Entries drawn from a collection
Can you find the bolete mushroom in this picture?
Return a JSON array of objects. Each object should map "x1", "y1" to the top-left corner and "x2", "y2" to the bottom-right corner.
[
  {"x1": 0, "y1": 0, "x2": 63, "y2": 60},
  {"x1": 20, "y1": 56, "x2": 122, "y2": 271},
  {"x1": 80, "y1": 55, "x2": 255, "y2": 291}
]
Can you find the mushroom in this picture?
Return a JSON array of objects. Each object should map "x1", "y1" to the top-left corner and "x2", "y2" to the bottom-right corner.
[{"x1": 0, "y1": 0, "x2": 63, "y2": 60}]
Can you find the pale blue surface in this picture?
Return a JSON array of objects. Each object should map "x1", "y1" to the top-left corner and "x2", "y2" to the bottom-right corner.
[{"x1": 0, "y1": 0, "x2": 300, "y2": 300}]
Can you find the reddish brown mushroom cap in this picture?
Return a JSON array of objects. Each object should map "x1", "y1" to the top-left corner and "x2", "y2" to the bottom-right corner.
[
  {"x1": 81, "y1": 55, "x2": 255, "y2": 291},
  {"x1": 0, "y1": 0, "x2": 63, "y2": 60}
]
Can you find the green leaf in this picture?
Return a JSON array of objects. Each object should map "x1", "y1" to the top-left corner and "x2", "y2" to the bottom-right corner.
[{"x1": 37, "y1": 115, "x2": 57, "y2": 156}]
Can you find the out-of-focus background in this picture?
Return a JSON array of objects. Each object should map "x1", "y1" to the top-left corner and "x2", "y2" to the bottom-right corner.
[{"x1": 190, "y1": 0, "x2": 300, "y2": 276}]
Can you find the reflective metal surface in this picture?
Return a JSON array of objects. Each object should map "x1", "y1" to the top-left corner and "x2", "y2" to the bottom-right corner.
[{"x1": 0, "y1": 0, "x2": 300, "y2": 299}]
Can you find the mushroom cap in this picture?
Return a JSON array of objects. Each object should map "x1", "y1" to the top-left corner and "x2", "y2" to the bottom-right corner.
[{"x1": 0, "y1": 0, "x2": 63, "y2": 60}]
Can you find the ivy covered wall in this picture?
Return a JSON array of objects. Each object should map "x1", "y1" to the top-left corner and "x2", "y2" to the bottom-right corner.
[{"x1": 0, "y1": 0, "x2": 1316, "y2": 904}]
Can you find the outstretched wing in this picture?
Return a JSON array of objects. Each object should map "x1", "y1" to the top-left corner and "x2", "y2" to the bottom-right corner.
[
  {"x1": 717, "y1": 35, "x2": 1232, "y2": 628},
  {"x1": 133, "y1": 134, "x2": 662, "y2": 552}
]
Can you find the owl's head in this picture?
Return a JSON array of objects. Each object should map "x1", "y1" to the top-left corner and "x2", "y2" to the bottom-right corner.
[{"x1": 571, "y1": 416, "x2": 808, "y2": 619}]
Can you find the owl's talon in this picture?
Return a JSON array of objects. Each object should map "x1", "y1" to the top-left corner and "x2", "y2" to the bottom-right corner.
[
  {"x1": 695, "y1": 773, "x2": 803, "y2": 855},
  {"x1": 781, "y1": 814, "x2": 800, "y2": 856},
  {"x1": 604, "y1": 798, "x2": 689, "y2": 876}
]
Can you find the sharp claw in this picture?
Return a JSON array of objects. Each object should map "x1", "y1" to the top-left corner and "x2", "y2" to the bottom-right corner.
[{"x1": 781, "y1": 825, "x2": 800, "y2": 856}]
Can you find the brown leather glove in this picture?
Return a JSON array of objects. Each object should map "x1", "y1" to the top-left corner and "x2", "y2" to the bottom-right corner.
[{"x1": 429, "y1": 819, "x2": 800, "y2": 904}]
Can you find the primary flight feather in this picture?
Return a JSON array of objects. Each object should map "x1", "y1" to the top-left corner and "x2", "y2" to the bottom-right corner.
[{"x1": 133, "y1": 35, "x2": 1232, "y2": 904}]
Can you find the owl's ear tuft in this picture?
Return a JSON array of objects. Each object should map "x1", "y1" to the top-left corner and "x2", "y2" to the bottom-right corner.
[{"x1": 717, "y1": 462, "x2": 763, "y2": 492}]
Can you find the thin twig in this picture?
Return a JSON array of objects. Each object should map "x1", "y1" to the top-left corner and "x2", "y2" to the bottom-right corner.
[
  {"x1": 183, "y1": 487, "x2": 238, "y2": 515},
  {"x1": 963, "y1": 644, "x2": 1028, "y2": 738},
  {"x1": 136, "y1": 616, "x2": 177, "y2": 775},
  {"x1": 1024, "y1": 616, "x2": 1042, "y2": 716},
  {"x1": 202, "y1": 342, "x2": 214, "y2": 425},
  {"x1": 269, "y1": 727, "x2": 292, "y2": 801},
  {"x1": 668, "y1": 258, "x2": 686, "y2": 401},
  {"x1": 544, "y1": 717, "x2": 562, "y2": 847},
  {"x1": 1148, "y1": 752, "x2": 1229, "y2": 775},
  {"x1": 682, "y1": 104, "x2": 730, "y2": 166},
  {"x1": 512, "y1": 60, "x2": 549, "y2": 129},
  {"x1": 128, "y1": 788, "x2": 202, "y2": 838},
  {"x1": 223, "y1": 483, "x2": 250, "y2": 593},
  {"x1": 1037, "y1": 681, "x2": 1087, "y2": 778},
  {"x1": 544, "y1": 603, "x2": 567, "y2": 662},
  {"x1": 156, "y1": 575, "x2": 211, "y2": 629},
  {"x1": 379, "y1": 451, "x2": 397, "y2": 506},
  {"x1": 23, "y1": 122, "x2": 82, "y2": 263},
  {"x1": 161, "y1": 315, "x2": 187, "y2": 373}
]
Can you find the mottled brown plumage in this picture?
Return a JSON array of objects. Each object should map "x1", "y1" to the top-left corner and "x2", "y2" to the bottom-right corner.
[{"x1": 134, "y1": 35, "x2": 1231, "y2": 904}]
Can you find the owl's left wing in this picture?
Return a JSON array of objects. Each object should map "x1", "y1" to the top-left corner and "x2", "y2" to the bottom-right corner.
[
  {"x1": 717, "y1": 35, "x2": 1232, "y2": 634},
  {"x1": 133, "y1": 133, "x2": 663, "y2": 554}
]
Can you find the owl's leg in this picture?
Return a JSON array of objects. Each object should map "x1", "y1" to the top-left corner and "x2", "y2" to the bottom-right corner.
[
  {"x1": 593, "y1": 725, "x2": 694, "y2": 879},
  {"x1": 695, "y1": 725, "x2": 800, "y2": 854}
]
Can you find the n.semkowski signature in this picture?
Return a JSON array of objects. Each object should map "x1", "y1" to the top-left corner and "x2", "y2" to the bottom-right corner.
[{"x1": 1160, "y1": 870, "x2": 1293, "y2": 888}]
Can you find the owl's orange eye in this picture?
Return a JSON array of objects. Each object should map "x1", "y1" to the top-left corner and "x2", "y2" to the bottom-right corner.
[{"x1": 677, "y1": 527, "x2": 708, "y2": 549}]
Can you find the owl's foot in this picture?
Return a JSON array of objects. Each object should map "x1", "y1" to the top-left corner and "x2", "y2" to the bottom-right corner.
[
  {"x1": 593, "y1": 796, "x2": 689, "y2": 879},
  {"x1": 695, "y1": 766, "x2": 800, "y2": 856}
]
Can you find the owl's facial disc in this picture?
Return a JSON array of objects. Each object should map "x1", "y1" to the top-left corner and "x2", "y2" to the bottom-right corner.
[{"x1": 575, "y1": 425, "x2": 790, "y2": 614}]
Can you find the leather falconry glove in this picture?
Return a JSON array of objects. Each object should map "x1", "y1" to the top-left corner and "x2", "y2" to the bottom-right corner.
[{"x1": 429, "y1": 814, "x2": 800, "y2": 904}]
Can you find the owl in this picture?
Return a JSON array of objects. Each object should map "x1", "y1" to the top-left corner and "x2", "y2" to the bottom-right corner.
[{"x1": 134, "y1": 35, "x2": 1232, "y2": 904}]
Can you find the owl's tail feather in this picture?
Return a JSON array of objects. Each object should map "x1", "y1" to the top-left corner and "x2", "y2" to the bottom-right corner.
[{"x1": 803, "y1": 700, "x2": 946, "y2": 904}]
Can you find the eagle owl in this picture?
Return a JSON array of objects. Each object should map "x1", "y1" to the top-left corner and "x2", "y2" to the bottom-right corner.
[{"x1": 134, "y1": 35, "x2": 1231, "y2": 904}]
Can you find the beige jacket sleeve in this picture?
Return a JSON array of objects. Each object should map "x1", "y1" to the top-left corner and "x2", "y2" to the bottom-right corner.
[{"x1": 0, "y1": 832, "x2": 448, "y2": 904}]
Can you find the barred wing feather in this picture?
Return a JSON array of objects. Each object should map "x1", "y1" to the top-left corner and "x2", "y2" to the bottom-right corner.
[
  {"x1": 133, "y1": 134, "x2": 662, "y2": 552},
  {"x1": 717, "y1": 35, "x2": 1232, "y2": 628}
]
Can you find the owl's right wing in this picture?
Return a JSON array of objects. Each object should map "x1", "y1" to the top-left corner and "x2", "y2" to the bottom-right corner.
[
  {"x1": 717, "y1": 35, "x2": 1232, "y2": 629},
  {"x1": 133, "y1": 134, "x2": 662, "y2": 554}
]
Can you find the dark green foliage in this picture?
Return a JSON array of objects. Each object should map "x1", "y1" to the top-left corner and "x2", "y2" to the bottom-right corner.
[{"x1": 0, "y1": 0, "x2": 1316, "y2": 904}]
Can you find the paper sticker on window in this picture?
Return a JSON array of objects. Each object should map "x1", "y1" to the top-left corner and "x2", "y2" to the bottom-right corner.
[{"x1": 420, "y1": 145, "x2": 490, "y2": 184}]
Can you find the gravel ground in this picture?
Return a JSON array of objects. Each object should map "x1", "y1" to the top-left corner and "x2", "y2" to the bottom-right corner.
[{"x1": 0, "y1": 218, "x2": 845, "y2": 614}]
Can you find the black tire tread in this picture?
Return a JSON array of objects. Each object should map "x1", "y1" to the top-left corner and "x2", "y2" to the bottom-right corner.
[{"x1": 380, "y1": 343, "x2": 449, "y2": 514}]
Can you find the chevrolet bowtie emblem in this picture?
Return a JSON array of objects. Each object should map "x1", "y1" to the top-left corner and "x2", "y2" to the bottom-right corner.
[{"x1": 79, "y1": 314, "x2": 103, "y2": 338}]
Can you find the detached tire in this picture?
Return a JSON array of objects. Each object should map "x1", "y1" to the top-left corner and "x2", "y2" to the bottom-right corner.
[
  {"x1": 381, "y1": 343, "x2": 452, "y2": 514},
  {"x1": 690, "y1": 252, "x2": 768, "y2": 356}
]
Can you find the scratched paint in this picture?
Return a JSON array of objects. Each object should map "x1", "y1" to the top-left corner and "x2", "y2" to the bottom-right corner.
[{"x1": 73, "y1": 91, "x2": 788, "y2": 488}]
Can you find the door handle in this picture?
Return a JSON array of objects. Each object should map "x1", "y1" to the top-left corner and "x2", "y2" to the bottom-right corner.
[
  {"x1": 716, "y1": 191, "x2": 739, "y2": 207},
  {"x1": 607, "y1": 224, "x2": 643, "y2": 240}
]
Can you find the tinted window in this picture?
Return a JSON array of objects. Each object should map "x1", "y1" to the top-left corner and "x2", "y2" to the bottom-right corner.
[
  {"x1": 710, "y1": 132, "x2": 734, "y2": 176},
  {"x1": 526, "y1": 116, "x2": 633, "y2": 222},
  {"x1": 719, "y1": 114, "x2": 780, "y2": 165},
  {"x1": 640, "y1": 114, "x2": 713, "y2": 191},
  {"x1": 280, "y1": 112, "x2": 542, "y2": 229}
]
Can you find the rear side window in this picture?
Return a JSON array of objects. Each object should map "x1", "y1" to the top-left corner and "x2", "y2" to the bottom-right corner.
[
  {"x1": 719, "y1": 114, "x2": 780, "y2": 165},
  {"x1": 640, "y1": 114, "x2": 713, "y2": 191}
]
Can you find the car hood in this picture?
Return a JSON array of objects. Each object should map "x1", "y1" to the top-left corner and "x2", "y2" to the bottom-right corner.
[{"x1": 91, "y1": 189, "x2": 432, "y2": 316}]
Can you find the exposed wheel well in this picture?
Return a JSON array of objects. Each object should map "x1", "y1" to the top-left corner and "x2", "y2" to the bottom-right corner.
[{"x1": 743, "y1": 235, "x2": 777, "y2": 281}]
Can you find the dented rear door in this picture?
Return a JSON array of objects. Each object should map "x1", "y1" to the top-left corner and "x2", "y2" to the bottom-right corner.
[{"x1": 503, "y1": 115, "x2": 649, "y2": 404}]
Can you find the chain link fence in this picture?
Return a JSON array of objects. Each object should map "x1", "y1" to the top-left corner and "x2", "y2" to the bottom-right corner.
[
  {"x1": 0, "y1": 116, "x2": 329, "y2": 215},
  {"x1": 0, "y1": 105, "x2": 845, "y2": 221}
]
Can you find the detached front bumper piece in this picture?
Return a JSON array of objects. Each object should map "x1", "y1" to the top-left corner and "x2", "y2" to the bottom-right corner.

Task requirements
Copy the records word for word, starting with the line that contains "Can you find the rear" and continuing through the end of the records.

Complete answer
Can you find the rear side window in this picture?
Return a JSON array of objects. Each object should map "x1", "y1" to the top-left corner and "x2", "y2" to the bottom-right corner.
[
  {"x1": 719, "y1": 114, "x2": 780, "y2": 165},
  {"x1": 640, "y1": 114, "x2": 713, "y2": 191}
]
Can you find the car hood in this picture?
Return a JSON array of objects. Each object should map "x1", "y1" to the top-left corner and "x2", "y2" to the bottom-right corner.
[{"x1": 91, "y1": 189, "x2": 432, "y2": 316}]
Can you find the exposed wheel well in this picture?
Return a JSON array of objects. Each object should map "x1", "y1" to the top-left corner and "x2", "y2" to the bottom-right corner.
[{"x1": 743, "y1": 235, "x2": 777, "y2": 281}]
Can you find the dented rear door in this picture?
Return a JSON array of objects. Each object should map "x1", "y1" to the top-left corner and "x2", "y2" to the bottom-right corner.
[{"x1": 503, "y1": 115, "x2": 649, "y2": 404}]
Can you find the chain link fence in this picture?
Return a JSON array of objects. Each object should map "x1", "y1" to the top-left corner and "x2", "y2" to the bottom-right corner.
[
  {"x1": 0, "y1": 116, "x2": 329, "y2": 215},
  {"x1": 0, "y1": 105, "x2": 845, "y2": 221}
]
Can you find the detached front bumper piece in this picture?
Return a JSON array of objects. Each object should map "x1", "y1" to the top-left corner and "x2", "y2" to the bottom-right corner.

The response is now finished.